▶ **STATED TASK**
Copy every line of the records below, requests included, and increase each x and y coordinate in the answers by 6.

------ THE INPUT

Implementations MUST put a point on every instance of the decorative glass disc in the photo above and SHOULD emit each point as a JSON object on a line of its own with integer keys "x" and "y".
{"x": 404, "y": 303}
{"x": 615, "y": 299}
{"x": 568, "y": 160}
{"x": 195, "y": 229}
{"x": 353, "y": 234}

------------

▶ **ANSWER FOR THIS EXERCISE**
Implementations MUST put a point on every instance of the decorative glass disc in the photo above and SHOULD emit each point as a JSON object on a line of its own with integer keys "x" and "y".
{"x": 410, "y": 309}
{"x": 621, "y": 305}
{"x": 574, "y": 166}
{"x": 201, "y": 235}
{"x": 359, "y": 240}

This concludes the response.